Text section »
The ambitious, humanistic The Mad Songs of Fernanda Hussein is a labor-of-love indie, a plea against war that took writer-director John Gianvito six years and thirteen credit cards to make. A cast of nonprofessionals enacts three narratives set in the deserts around Santa Fe: a Chicano Gulf War veteran returns to unemployment, criticism (“You didn’t finish the job in Iraq”), and his own uneasily suppressed rage; a distraught mother searches for her half-Arab children who have disappeared; a middle-class teenager takes to the streets to escape his parents, who are unsympathetic to his peace movement work. These three stories loosely interface, along with various compelling digressions, including an illustration of the militaristic influences on children; sincere and often moving talking-head testimony from peace workers; and a brilliant performance on the oud by Naseer Shemma to memorialize the death of 800 Iraqi civilians in America’s 1991 bombing of the Al-Amiriyya shelter. With nearly three hours of seat time, it’s a good thing that Gianvito is able to balance some awkwardly earnest scenes with stylistically bold visuals: these range from Griffithian iris shots to majestic rainbows to a creative visualization of the Highway of Death nightmare in Kuwait. Although the meaning is not crystal clear, the climax with the fiery destruction of the huge groaning giant at the Burning Man festival makes great sense as spectacle.

What to do »
A. According to the film review, how many years did John Gianvito spend making The Mad Songs of Fernanda Hussein?
B. Condense the film review's paragraph beginning "The ambitious, humanistic The Mad Songs of Fernanda Hussein" into a bulleted list that keeps its main facts.

Source material »
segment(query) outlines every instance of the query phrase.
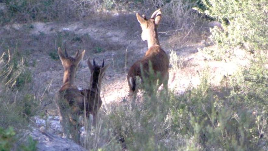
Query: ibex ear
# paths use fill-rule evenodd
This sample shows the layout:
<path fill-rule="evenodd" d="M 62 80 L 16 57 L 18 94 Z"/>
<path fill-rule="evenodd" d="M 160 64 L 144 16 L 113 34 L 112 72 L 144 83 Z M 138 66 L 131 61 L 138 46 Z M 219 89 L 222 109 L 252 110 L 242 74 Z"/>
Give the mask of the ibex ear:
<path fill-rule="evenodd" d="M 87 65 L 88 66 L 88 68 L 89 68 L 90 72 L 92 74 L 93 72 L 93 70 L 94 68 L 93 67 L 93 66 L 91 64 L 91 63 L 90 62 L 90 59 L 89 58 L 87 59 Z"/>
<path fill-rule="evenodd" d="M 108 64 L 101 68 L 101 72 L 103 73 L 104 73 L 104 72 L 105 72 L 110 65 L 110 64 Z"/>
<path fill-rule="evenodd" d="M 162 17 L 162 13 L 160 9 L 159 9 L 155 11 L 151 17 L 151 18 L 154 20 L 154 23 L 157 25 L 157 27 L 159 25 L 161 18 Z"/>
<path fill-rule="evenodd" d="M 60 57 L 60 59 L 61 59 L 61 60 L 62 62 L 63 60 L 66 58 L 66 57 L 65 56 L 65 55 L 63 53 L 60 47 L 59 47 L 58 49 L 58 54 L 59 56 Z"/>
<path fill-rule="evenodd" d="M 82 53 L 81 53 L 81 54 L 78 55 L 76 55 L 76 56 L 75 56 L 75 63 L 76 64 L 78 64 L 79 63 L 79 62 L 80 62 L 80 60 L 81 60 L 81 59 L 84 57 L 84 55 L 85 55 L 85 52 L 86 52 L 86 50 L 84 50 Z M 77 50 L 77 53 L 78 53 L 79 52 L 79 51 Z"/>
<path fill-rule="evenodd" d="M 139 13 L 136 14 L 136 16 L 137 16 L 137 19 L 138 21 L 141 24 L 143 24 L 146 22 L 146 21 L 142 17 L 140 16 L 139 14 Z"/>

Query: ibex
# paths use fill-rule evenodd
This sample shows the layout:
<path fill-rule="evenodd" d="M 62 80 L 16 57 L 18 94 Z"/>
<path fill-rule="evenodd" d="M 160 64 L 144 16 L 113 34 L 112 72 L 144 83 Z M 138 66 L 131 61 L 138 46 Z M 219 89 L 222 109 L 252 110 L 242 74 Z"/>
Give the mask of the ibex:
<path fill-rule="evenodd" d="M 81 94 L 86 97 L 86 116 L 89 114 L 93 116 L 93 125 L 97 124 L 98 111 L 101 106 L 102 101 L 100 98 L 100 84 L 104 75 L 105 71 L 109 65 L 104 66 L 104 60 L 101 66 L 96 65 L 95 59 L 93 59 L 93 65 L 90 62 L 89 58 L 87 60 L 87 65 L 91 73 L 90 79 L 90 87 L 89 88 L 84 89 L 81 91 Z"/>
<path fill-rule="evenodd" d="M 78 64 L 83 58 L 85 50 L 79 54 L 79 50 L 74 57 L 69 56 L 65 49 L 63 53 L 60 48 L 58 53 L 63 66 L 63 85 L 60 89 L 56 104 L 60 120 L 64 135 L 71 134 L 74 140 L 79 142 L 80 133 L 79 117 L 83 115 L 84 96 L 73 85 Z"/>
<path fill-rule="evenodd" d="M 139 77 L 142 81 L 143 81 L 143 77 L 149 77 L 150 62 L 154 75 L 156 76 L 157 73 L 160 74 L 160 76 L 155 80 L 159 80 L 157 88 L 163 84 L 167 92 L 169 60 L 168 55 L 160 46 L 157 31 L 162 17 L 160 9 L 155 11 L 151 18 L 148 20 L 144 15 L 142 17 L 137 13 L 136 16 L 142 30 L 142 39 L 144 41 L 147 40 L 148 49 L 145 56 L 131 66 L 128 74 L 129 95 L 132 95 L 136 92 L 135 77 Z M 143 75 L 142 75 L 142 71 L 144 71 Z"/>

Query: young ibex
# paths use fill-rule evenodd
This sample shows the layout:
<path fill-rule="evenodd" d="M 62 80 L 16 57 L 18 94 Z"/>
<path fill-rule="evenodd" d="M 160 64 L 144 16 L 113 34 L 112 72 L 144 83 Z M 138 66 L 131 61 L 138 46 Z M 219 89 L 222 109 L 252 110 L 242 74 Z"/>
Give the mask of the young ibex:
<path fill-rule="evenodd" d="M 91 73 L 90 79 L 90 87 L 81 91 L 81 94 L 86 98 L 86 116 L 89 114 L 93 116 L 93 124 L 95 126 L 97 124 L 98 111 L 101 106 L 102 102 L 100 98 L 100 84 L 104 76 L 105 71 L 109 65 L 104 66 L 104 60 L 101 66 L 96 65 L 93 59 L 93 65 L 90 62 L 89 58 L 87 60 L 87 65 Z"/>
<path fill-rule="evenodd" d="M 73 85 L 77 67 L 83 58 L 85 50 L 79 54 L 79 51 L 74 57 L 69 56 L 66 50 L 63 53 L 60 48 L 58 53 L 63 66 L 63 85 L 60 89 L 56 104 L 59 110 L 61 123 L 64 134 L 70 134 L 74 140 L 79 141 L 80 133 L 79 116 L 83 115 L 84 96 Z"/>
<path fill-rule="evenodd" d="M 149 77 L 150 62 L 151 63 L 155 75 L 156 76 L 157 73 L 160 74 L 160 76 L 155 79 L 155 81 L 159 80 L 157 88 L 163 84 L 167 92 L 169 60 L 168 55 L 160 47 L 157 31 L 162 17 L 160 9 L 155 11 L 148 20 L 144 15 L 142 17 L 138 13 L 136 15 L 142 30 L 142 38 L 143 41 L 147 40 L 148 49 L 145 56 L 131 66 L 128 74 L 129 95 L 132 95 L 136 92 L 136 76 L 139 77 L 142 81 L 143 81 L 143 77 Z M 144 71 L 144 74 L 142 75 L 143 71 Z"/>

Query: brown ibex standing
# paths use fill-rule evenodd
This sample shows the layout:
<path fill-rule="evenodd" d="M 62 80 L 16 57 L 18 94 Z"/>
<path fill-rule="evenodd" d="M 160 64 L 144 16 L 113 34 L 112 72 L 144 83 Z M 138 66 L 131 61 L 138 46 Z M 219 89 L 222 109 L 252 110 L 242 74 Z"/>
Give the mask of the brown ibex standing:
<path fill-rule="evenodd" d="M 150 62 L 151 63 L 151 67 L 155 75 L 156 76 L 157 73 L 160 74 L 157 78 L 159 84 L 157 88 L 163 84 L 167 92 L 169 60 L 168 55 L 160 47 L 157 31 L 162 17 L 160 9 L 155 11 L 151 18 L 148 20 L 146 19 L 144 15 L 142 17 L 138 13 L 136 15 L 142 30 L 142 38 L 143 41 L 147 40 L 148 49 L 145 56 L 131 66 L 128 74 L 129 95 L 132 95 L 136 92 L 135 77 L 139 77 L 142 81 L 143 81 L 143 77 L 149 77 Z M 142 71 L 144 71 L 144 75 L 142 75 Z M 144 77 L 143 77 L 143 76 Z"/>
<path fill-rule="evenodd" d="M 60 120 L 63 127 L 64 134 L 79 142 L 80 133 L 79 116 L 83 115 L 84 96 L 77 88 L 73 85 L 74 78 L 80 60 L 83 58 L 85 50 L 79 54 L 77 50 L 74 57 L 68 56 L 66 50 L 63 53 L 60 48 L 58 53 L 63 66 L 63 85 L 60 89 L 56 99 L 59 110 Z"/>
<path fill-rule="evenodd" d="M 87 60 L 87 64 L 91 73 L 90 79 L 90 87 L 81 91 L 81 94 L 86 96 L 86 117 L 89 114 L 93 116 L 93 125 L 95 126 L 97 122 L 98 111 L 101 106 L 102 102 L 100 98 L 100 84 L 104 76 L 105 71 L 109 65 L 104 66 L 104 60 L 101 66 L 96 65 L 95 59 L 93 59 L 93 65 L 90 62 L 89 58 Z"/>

Response list »
A. Six years.

B.
- The Mad Songs of Fernanda Hussein is an ambitious, humanistic independent film and a plea against war. Writer-director John Gianvito spent six years and thirteen credit cards making it.
- Nonprofessional actors perform three loosely connected stories set in the deserts around Santa Fe:
  - A Chicano Gulf War veteran comes home to unemployment, criticism, and his own suppressed rage.
  - A distraught mother searches for her missing half-Arab children.
  - A middle-class teenager leaves home to escape parents who do not support his peace movement work.
- Digressions include:
  - a look at militaristic influences on children
  - moving testimony from peace workers
  - Naseer Shemma's oud performance memorializing 800 Iraqi civilians killed in the 1991 U.S. bombing of the Al-Amiriyya shelter
- The film runs nearly three hours. It balances some awkwardly earnest scenes with bold visuals, including iris shots, rainbows, and a depiction of the Highway of Death in Kuwait.
- Its climax shows the burning of a giant figure at the Burning Man festival. The meaning of this scene is unclear, but it works as spectacle.